* The task: Convert every line of the material below into a JSON list of strings, one string per line, leaving out blank lines.

::: Exercise material

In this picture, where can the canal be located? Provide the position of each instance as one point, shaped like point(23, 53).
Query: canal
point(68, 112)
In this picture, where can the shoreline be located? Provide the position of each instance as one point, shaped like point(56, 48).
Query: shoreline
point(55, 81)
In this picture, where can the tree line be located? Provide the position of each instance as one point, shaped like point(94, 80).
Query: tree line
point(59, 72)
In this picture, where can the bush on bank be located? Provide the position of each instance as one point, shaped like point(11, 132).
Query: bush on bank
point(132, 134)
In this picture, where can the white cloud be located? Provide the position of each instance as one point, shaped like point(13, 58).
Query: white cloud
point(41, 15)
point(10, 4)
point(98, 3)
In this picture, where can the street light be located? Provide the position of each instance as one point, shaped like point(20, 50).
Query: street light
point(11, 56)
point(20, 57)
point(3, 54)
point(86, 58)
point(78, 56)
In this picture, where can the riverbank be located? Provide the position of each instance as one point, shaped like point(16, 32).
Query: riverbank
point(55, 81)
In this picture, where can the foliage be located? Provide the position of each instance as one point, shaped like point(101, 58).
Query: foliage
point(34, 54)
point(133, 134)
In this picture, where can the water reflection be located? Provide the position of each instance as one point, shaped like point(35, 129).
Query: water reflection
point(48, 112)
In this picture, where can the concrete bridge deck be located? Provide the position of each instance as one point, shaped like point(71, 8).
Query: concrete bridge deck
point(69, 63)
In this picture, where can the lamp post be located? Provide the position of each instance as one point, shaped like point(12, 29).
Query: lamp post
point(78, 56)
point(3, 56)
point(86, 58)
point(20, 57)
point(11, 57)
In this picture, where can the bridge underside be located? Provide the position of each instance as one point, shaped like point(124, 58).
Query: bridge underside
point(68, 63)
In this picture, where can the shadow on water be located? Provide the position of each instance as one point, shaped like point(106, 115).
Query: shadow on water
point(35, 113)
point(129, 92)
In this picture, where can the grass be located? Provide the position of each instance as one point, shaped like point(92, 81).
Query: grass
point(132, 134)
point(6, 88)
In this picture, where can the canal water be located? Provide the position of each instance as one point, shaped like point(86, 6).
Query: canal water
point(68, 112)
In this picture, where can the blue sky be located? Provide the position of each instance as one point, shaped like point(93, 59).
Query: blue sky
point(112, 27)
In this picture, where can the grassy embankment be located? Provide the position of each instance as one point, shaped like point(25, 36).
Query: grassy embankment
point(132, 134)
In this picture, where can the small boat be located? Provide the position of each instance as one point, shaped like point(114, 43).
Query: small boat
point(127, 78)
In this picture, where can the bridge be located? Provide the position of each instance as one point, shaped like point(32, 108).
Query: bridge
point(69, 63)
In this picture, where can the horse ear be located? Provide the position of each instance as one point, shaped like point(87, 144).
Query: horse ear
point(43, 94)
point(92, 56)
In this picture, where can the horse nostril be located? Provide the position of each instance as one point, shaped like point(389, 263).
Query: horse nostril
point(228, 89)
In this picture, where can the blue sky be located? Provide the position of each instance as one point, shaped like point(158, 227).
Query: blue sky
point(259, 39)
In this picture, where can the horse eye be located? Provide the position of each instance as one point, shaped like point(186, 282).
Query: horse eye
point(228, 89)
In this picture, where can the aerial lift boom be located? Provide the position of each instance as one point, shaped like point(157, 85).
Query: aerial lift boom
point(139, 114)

::::::

* Worked answer:
[
  "In this picture, where can the canal be located? Provide the position of each instance as one point, shaped like point(23, 53).",
  "Query: canal",
  "point(68, 112)",
  "In this picture, where can the shoreline be located? Provide the position of each instance as one point, shaped like point(56, 48).",
  "Query: shoreline",
  "point(55, 81)",
  "In this picture, where can the tree line be located? Provide the position of each instance as one point, shaped like point(94, 80).",
  "Query: tree line",
  "point(59, 72)",
  "In this picture, where can the bush on bank be located? Provide the position of each instance as one point, shaped like point(11, 132).",
  "Query: bush on bank",
  "point(132, 134)",
  "In this picture, where can the white cloud be located? Provide the position of each instance as one point, shaped like point(13, 58).",
  "Query: white cloud",
  "point(41, 15)",
  "point(10, 4)",
  "point(98, 3)",
  "In this picture, where can the street light be located? Provide the position of each instance as one point, shaped like point(20, 50).",
  "Query: street light",
  "point(11, 56)",
  "point(20, 57)",
  "point(3, 54)",
  "point(86, 58)",
  "point(78, 56)",
  "In this picture, where can the riverbank be located? Provide the position of each instance as one point, shaped like point(16, 32).",
  "Query: riverbank",
  "point(55, 81)",
  "In this picture, where can the foliage be located? Provide the position of each instance as one point, shaped like point(101, 58).",
  "Query: foliage",
  "point(34, 54)",
  "point(133, 134)",
  "In this picture, where can the water reflection be located? Provide the position of each instance as one point, shaped like point(35, 129).",
  "Query: water reflection",
  "point(48, 112)",
  "In this picture, where can the concrete bridge deck be located? Provide the position of each instance as one point, shaped like point(71, 8).",
  "Query: concrete bridge deck",
  "point(69, 63)",
  "In this picture, where can the lamp post be located? Provide the position of each instance as one point, shaped like point(12, 29).",
  "Query: lamp post",
  "point(78, 56)",
  "point(3, 56)",
  "point(86, 58)",
  "point(20, 57)",
  "point(11, 57)",
  "In this picture, where can the bridge underside be located? Provide the position of each instance as one point, shaped like point(124, 58).",
  "Query: bridge underside",
  "point(68, 63)",
  "In this picture, where can the shadow on water be located? Provide the position of each instance as one point, shaped like point(106, 115).",
  "Query: shadow on water",
  "point(35, 113)",
  "point(129, 92)",
  "In this picture, where can the grass be located? Provide the position of each instance as one point, shaped like point(92, 81).",
  "Query: grass",
  "point(132, 134)",
  "point(6, 88)",
  "In this picture, where can the canal water be located? Provide the position of each instance as one point, shaped like point(86, 6).",
  "Query: canal water",
  "point(68, 112)",
  "In this picture, where can the blue sky be located? Provide the position of each instance as one point, shaped like point(93, 59).",
  "Query: blue sky",
  "point(112, 27)",
  "In this picture, where can the grassy embankment be located? Provide the position of each instance as one point, shaped like point(25, 36).",
  "Query: grassy embankment",
  "point(132, 134)",
  "In this picture, where can the small boat be located? Provide the position of each instance as one point, shaped like point(114, 43).",
  "Query: small boat",
  "point(127, 78)",
  "In this picture, where can the bridge be located? Provide the position of each instance as one point, shaped like point(32, 108).",
  "Query: bridge",
  "point(69, 63)",
  "In this picture, where can the horse ear be located? Provide the position of each instance as one point, shaped like point(87, 144).",
  "Query: horse ear",
  "point(43, 94)",
  "point(92, 56)",
  "In this picture, where can the horse nostril be located? Provide the position of each instance as one point, shaped like point(389, 263).",
  "Query: horse nostril",
  "point(228, 89)",
  "In this picture, where can the blue sky be located? Provide the position of each instance as one point, shaped like point(158, 227).",
  "Query: blue sky",
  "point(259, 39)",
  "In this picture, where can the horse eye be located? Provide the position of each instance as one point, shaped like point(186, 282).",
  "Query: horse eye",
  "point(228, 89)",
  "In this picture, where can the aerial lift boom be located? Provide the position of each instance as one point, shaped like point(157, 85).",
  "Query: aerial lift boom",
  "point(139, 114)"
]